DATA SHOWN »
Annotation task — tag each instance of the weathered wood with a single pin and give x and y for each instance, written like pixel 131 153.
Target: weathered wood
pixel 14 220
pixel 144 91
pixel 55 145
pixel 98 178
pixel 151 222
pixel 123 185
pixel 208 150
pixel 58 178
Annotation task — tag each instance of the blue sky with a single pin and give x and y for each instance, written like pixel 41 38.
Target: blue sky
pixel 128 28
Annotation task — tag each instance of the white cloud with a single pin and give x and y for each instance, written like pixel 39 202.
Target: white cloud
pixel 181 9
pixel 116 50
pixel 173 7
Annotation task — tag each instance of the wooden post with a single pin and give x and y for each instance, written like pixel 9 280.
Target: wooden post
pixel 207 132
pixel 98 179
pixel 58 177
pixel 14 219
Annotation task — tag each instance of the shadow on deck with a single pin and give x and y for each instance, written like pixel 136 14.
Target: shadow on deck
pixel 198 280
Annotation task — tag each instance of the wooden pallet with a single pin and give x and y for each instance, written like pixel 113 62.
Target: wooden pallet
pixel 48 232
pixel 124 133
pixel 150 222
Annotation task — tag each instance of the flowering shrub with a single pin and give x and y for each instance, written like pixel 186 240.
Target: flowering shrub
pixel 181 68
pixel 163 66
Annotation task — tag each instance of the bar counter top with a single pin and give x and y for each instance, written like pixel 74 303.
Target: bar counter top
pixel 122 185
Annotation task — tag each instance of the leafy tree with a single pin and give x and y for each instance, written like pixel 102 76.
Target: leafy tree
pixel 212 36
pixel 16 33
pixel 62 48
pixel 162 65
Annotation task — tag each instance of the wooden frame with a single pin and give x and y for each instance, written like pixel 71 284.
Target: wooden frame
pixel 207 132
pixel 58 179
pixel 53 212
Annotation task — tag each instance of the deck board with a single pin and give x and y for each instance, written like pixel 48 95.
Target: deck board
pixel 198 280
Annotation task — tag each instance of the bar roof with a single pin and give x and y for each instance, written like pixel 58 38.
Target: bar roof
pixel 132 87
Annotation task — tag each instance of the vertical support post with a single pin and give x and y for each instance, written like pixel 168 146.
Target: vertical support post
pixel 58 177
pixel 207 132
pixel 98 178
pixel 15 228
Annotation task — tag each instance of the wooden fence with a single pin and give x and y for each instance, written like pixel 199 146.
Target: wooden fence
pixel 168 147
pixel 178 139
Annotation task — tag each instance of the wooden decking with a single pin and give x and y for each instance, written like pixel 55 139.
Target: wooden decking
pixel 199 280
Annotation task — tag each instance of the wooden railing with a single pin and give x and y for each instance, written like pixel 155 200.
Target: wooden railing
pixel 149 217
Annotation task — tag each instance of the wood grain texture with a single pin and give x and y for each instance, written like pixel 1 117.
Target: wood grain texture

---

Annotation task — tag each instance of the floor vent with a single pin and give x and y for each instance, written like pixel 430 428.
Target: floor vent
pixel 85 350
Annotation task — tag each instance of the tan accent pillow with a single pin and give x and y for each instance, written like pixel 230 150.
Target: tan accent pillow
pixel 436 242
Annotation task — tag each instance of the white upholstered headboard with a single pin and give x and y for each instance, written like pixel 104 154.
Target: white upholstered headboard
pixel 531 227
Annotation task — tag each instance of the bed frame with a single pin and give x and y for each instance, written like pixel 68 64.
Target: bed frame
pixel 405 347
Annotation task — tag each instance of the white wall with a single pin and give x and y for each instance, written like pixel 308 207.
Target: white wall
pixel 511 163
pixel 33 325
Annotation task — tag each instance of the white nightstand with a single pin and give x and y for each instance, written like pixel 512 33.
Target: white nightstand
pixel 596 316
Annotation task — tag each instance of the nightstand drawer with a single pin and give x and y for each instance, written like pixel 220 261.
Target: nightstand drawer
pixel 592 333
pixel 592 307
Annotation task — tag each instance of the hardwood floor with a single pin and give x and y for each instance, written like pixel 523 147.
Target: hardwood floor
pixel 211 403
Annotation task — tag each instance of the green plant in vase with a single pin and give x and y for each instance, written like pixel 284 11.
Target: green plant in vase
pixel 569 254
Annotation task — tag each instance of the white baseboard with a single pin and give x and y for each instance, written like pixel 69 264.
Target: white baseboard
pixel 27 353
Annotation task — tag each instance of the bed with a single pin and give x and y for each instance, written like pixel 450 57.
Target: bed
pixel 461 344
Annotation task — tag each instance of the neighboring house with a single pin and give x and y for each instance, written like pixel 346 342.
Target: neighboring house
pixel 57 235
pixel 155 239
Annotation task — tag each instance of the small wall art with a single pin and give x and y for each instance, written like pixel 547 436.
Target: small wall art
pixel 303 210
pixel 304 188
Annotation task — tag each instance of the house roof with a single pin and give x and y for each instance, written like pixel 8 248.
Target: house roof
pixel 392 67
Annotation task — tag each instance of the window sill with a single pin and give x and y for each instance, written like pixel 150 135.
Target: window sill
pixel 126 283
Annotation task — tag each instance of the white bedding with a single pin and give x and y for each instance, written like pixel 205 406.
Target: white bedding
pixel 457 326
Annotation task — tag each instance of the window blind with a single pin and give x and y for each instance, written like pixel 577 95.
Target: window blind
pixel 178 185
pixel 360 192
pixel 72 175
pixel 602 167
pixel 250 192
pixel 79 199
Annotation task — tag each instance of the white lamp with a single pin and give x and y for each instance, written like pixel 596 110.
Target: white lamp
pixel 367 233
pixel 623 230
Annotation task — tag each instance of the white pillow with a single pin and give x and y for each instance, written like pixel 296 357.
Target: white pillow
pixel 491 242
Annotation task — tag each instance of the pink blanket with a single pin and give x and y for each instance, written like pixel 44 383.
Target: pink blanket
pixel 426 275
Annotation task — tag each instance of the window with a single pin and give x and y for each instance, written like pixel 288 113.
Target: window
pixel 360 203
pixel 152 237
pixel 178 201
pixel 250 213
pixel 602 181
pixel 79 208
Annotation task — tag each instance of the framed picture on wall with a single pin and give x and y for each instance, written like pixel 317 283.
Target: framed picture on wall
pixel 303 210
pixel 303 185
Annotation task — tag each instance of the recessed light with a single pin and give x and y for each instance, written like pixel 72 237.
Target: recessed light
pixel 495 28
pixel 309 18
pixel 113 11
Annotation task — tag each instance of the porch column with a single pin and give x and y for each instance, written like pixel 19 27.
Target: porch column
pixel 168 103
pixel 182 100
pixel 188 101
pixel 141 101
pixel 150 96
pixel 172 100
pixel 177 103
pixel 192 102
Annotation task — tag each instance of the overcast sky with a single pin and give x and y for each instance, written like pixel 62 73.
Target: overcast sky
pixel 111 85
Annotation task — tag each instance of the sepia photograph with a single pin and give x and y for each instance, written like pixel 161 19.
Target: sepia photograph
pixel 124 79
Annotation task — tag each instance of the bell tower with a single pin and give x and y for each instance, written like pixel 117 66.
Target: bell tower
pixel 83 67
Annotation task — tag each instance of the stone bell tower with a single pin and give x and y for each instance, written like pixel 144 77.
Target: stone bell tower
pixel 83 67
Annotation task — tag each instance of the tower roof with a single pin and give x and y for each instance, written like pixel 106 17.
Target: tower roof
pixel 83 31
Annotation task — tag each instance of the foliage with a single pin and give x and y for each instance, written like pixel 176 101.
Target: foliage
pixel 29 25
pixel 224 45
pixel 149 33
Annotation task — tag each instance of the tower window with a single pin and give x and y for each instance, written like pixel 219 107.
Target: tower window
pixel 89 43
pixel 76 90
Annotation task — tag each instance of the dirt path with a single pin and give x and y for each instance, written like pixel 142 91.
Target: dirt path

==

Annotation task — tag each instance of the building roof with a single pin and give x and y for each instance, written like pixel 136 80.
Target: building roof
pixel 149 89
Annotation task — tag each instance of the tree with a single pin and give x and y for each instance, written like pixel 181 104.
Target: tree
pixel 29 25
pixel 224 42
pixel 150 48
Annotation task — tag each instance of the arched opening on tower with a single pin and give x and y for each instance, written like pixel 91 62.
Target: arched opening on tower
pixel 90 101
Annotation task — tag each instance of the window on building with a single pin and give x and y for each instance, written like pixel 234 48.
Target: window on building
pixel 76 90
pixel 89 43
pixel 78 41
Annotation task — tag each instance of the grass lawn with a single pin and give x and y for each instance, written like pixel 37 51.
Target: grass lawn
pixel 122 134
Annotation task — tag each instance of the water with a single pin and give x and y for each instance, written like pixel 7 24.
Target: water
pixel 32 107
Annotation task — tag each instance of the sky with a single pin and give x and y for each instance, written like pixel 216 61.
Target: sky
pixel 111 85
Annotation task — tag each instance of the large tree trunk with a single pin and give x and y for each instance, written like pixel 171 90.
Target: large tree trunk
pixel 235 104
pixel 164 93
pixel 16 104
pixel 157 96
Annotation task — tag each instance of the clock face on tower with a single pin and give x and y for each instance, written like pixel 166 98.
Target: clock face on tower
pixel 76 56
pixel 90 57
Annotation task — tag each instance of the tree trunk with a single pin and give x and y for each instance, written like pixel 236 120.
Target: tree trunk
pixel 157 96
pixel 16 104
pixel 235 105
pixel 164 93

WHAT THE TASK REQUIRES » Reproduce, exactly as they stand in the data above, the lines from the one that holds "Annotation task — tag each instance of the wooden fence" to the one that holds "Annotation task — tag each instance of the wooden railing", inclusive.

TASK RESULT »
Annotation task — tag each instance of the wooden fence with a single pin and give x and y for each instance, written like pixel 199 146.
Target: wooden fence
pixel 168 147
pixel 178 139
Annotation task — tag each instance of the wooden decking with a single pin and give x and y for each instance, written like pixel 55 139.
Target: wooden decking
pixel 199 280
Annotation task — tag each instance of the wooden railing with a single pin and give x and y for each instance, written like pixel 155 200.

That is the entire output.